◆ **What this task involves**:
Copy each line below without leaving any out.

[START OF Dataset entries]

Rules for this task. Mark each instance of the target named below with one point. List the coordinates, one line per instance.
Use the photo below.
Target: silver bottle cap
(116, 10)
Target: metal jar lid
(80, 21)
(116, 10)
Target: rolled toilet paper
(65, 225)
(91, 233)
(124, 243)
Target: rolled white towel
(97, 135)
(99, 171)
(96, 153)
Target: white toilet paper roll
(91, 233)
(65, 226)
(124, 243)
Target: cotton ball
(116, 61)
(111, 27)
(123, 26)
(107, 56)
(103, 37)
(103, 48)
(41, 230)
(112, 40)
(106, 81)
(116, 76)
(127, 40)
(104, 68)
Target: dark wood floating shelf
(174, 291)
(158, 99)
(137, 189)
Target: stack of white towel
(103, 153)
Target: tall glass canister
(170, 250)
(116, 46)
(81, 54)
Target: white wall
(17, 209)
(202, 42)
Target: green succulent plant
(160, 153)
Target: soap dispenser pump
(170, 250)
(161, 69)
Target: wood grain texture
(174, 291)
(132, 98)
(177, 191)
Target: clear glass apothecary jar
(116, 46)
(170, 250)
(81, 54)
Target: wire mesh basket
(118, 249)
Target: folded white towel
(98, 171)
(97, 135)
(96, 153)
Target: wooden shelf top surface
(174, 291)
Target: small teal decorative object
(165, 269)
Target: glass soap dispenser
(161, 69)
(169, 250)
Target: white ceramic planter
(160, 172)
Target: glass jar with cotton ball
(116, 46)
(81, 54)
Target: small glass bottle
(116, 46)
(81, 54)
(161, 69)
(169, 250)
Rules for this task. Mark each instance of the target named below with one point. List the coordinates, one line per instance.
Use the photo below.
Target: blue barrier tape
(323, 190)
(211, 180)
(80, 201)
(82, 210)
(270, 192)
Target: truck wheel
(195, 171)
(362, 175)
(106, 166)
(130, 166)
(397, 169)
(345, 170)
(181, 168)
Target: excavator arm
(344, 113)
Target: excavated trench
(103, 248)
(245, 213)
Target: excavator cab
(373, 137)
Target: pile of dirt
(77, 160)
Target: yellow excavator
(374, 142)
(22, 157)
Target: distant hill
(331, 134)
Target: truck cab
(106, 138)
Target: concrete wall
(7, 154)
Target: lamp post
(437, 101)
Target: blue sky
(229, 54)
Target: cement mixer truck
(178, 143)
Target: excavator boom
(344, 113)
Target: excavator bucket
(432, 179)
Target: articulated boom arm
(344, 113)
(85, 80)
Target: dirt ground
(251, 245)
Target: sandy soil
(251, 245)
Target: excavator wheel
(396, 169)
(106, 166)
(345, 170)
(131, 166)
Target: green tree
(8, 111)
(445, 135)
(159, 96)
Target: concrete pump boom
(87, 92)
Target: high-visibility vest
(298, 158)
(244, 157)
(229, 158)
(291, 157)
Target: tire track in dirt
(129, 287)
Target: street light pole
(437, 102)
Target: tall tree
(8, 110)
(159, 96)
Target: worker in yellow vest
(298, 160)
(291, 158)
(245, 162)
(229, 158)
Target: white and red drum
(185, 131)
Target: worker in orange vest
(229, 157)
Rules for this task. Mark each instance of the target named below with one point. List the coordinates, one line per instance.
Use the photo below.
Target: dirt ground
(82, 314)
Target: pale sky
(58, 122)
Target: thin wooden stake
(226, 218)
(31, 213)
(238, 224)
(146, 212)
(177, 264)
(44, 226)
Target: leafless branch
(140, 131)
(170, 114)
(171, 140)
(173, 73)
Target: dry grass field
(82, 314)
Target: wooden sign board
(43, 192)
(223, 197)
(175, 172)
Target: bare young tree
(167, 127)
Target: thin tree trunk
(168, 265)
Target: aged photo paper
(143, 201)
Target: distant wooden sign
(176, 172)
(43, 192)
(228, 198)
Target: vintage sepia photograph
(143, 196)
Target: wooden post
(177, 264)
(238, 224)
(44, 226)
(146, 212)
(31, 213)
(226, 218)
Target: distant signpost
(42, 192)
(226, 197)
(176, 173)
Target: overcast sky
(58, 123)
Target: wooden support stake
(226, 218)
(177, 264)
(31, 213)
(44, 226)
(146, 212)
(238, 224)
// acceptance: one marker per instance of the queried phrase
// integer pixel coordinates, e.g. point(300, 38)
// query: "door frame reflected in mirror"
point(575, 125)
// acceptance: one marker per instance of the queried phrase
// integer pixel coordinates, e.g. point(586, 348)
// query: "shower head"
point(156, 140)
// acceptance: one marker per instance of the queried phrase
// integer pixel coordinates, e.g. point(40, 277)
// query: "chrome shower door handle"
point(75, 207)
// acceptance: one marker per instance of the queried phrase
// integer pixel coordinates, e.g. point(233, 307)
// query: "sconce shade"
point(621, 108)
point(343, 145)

[END OF Dataset entries]

◆ **Written answer**:
Rules for this task. Mark each instance of the target named below with one point. List the coordinates, one line per instance.
Use the photo below.
Target: silver bottle cap
(116, 10)
Target: metal jar lid
(80, 21)
(116, 10)
Target: rolled toilet paper
(65, 225)
(91, 233)
(124, 243)
Target: rolled white towel
(97, 135)
(99, 171)
(96, 153)
Target: white toilet paper roll
(91, 233)
(65, 226)
(124, 243)
Target: cotton ball
(116, 61)
(111, 27)
(123, 26)
(107, 56)
(103, 37)
(103, 48)
(41, 230)
(112, 40)
(106, 81)
(116, 76)
(127, 40)
(104, 68)
Target: dark wood floating shelf
(174, 291)
(158, 99)
(137, 189)
Target: stack of white towel
(103, 153)
Target: tall glass canister
(170, 250)
(116, 46)
(81, 54)
Target: white wall
(17, 209)
(202, 42)
Target: green succulent plant
(160, 153)
Target: soap dispenser pump
(170, 250)
(161, 69)
Target: wood grain texture
(174, 291)
(132, 98)
(177, 191)
Target: clear glass apothecary jar
(116, 46)
(170, 250)
(81, 54)
Target: wire mesh basket
(118, 249)
Target: folded white towel
(98, 171)
(97, 135)
(96, 153)
Target: wooden shelf top surface
(174, 291)
Target: small teal decorative object
(165, 269)
Target: glass soap dispenser
(161, 69)
(169, 250)
Target: white ceramic planter
(160, 172)
Target: glass jar with cotton ball
(116, 46)
(81, 54)
Target: small glass bottle
(116, 46)
(81, 54)
(161, 69)
(169, 250)
Rules for this task. Mark each instance of the target named below with one point. List the coordinates, one line per instance.
Use the photo below.
Target: blue barrier tape
(323, 190)
(211, 180)
(80, 201)
(82, 210)
(270, 192)
Target: truck wheel
(195, 171)
(362, 175)
(106, 166)
(130, 166)
(397, 169)
(345, 170)
(181, 168)
Target: excavator arm
(344, 113)
Target: excavated trench
(103, 248)
(245, 213)
Target: excavator cab
(373, 137)
Target: pile of dirt
(77, 160)
Target: yellow excavator
(374, 142)
(22, 157)
Target: distant hill
(331, 134)
Target: truck cab
(106, 138)
Target: concrete wall
(7, 154)
Target: lamp post
(437, 101)
Target: blue sky
(229, 54)
Target: cement mixer truck
(178, 143)
Target: excavator boom
(344, 113)
Target: excavator bucket
(432, 179)
Target: articulated boom arm
(344, 113)
(85, 80)
Target: dirt ground
(251, 245)
Target: sandy soil
(251, 245)
Target: excavator wheel
(396, 169)
(106, 166)
(345, 170)
(131, 166)
Target: green tree
(8, 111)
(445, 135)
(159, 96)
Target: concrete pump boom
(87, 92)
Target: high-visibility vest
(298, 158)
(244, 157)
(229, 158)
(291, 157)
Target: tire track in dirt
(129, 287)
Target: street light pole
(437, 102)
Target: tall tree
(8, 110)
(159, 96)
Target: worker in yellow vest
(298, 160)
(291, 158)
(245, 162)
(229, 158)
Target: white and red drum
(185, 131)
Target: worker in orange vest
(229, 157)
Rules for this task. Mark each instance of the target named below with one point. List the coordinates, one line per instance.
Use the photo below.
Target: dirt ground
(82, 314)
Target: pale sky
(58, 122)
Target: thin wooden stake
(226, 218)
(31, 213)
(238, 224)
(146, 212)
(177, 264)
(44, 226)
Target: leafless branch
(140, 131)
(170, 114)
(171, 140)
(173, 73)
Target: dry grass field
(82, 314)
Target: wooden sign board
(43, 192)
(223, 197)
(175, 172)
Target: bare young tree
(167, 127)
Target: thin tree trunk
(168, 265)
Target: aged photo paper
(143, 201)
Target: distant wooden sign
(176, 172)
(43, 192)
(228, 198)
Target: vintage sepia photograph
(143, 196)
Target: wooden post
(177, 264)
(238, 224)
(44, 226)
(146, 212)
(31, 213)
(226, 218)
Target: distant signpost
(42, 192)
(226, 197)
(176, 173)
Target: overcast sky
(58, 123)
Target: wooden support stake
(226, 218)
(177, 264)
(31, 213)
(44, 226)
(146, 212)
(238, 224)
// acceptance: one marker per instance of the queried phrase
// integer pixel coordinates, e.g. point(300, 38)
// query: "door frame reflected in mirror"
point(575, 125)
// acceptance: one marker per instance of the queried phrase
// integer pixel coordinates, e.g. point(586, 348)
// query: "shower head"
point(156, 140)
// acceptance: one marker per instance of the queried phrase
// integer pixel coordinates, e.g. point(40, 277)
// query: "chrome shower door handle"
point(75, 207)
// acceptance: one marker per instance of the queried phrase
// integer pixel coordinates, e.g. point(233, 307)
// query: "sconce shade"
point(621, 108)
point(343, 145)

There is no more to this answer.